# Required work:
Could you swap every "positive clicks" in the entries below for "foreground points" and give all the lines again, otherwise unchanged?
--- --- ---
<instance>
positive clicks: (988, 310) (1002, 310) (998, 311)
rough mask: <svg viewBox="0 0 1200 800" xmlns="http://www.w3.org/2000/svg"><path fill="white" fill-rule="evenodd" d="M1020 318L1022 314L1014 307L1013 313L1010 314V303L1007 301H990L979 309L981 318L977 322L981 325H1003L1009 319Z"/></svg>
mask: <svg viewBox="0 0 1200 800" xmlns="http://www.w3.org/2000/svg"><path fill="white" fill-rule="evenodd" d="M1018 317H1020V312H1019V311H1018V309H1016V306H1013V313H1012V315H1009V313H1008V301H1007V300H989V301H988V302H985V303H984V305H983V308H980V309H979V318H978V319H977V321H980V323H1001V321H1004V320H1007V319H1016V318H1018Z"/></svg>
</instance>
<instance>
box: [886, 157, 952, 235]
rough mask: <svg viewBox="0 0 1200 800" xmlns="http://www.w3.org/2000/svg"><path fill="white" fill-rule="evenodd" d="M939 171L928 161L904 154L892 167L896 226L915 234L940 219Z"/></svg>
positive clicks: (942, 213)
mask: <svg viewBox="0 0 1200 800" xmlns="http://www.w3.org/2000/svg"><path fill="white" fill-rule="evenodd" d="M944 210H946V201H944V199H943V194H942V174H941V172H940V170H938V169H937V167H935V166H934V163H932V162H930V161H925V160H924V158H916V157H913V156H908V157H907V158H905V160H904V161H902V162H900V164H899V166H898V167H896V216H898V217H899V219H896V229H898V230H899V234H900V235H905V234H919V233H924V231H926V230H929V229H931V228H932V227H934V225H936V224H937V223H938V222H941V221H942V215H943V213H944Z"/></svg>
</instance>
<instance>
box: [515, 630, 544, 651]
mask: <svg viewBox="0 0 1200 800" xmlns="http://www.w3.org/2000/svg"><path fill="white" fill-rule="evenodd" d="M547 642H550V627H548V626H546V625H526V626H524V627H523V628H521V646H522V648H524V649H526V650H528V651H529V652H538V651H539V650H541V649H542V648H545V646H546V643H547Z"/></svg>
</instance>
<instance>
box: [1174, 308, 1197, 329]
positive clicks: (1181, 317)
--- --- ---
# Written response:
<instance>
foreground points: (988, 310) (1002, 310) (998, 311)
rough mask: <svg viewBox="0 0 1200 800" xmlns="http://www.w3.org/2000/svg"><path fill="white" fill-rule="evenodd" d="M1020 318L1022 314L1014 307L1013 313L1010 314V303L1007 301H990L979 309L981 318L977 322L981 325H1003L1009 319Z"/></svg>
mask: <svg viewBox="0 0 1200 800" xmlns="http://www.w3.org/2000/svg"><path fill="white" fill-rule="evenodd" d="M1018 317H1020V312H1019V311H1018V309H1016V306H1013V313H1012V315H1009V313H1008V301H1007V300H989V301H988V302H985V303H984V305H983V308H980V309H979V318H978V319H977V321H980V323H1001V321H1004V320H1007V319H1016V318H1018Z"/></svg>
</instance>
<instance>
box: [886, 157, 952, 235]
rough mask: <svg viewBox="0 0 1200 800" xmlns="http://www.w3.org/2000/svg"><path fill="white" fill-rule="evenodd" d="M939 171L928 161L904 154L892 167L896 226L915 234L940 219Z"/></svg>
foreground points: (942, 213)
mask: <svg viewBox="0 0 1200 800" xmlns="http://www.w3.org/2000/svg"><path fill="white" fill-rule="evenodd" d="M944 210H946V201H944V199H943V194H942V174H941V172H940V170H938V169H937V167H935V166H934V163H932V162H930V161H925V160H924V158H916V157H913V156H908V157H907V158H905V160H904V161H902V162H900V164H899V166H898V167H896V216H898V217H899V219H896V229H898V230H899V234H900V235H905V234H919V233H924V231H926V230H929V229H931V228H932V227H934V225H936V224H937V223H938V222H941V221H942V215H943V213H944Z"/></svg>
</instance>
<instance>
box: [515, 630, 544, 651]
mask: <svg viewBox="0 0 1200 800" xmlns="http://www.w3.org/2000/svg"><path fill="white" fill-rule="evenodd" d="M547 642H550V627H548V626H546V625H526V626H524V627H523V628H521V646H522V648H524V649H526V650H528V651H529V652H538V651H539V650H541V649H542V648H545V646H546V643H547Z"/></svg>
</instance>
<instance>
box: [1174, 308, 1197, 329]
foreground points: (1181, 317)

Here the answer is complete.